EXERCISE INSTRUCTIONS |
Write out each of the following items word for word, with nothing changed.

Excerpts from an object detection dataset:
— BEGIN —
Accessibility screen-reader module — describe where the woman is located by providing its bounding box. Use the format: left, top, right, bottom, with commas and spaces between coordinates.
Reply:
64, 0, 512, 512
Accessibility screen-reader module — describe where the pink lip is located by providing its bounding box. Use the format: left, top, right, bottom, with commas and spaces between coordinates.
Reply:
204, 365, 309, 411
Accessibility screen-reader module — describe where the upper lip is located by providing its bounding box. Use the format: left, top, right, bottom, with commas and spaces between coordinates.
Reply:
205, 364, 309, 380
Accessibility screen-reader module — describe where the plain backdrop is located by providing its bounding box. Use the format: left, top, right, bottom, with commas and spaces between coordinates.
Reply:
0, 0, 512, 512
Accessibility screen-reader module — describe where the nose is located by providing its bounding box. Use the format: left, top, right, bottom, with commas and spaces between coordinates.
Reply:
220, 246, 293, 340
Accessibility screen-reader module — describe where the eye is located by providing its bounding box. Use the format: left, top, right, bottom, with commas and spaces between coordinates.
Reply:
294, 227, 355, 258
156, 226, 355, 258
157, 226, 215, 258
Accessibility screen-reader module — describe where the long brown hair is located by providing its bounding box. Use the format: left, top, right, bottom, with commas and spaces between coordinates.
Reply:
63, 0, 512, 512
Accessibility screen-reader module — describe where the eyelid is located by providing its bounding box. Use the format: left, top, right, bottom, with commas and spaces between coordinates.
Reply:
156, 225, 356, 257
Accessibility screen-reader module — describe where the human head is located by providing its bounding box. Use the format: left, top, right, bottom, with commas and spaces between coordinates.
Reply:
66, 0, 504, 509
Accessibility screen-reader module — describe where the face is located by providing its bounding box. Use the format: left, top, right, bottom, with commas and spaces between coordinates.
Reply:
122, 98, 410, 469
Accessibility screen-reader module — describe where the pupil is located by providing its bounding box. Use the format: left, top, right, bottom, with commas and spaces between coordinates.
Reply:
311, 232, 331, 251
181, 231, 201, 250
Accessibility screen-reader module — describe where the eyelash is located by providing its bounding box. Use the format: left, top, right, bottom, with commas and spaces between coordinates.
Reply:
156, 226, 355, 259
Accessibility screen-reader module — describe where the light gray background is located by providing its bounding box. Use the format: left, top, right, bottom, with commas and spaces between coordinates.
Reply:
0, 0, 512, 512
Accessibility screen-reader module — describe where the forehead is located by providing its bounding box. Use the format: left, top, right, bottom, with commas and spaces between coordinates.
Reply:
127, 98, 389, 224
— END —
IN RESPONSE |
Accessibility screen-reader module — describe where the woman is located by providing its bounding box. Use the format: left, top, right, bottom, with commas and spaces between coordinates.
Reply:
64, 0, 512, 512
Accessibility screen-reader module — describe where the pink lip is located by providing its bounding box. Use the format: left, top, right, bottom, with commas and spaces between coordinates.
Reply:
204, 365, 309, 411
Accessibility screen-reader module — describe where the upper lip is located by providing its bounding box. Use the format: left, top, right, bottom, with commas and spaces between coordinates.
Reply:
205, 364, 309, 380
Accessibility screen-reader module — describe where the plain backdrop is located by providing its bounding box. Use the format: left, top, right, bottom, with commas and spaces between coordinates.
Reply:
0, 0, 512, 512
Accessibility screen-reader module — describe where the nose is located by providing its bounding box. Use the format: left, top, right, bottom, with commas and spaces between coordinates.
Reply:
220, 246, 293, 340
Accessibility screen-reader module — describe where the eye is located by providing its bounding box. Use the format: left, top, right, bottom, with commas and spaces between coordinates.
Reply:
294, 227, 355, 258
156, 226, 355, 258
157, 226, 215, 258
Accessibility screen-reader module — describe where the long brown hair is located by providing its bounding box. Use the format: left, top, right, bottom, with commas and spaces between coordinates.
Reply:
63, 0, 512, 512
Accessibility screen-reader module — describe where the eyelid is located by providing its bounding box. Use the format: left, top, right, bottom, with commas and spaces between coordinates.
Reply:
156, 225, 356, 257
Accessibility screen-reader module — describe where the human head is located by providing its bounding box. Use the format: left, top, right, bottom, with commas and spaces between coordinates.
Reply:
66, 0, 504, 509
Accessibility screen-reader module — describe where the face is located by providing its bounding box. Use the format: left, top, right, bottom, with commas and spaces between coordinates.
Reply:
122, 98, 410, 469
Accessibility screen-reader module — describe where the pupil is located by providing its bounding box. Use the format: left, top, right, bottom, with commas and spaces between coordinates.
Reply:
311, 232, 331, 251
181, 231, 201, 250
Accessibility screen-reader module — describe where the eyelash is located by providing its bounding box. Use the format: left, top, right, bottom, with commas and spaces between coordinates.
Reply:
156, 226, 355, 259
Accessibility screen-reader module — describe where the light gray background is located by providing its bounding box. Use the format: left, top, right, bottom, with commas and spaces between coordinates.
Reply:
0, 0, 512, 512
Accessibility screen-reader module — describe where the forehead is located by providing its bounding box. Use the format: left, top, right, bottom, with commas and spaces between coordinates.
Reply:
127, 98, 389, 224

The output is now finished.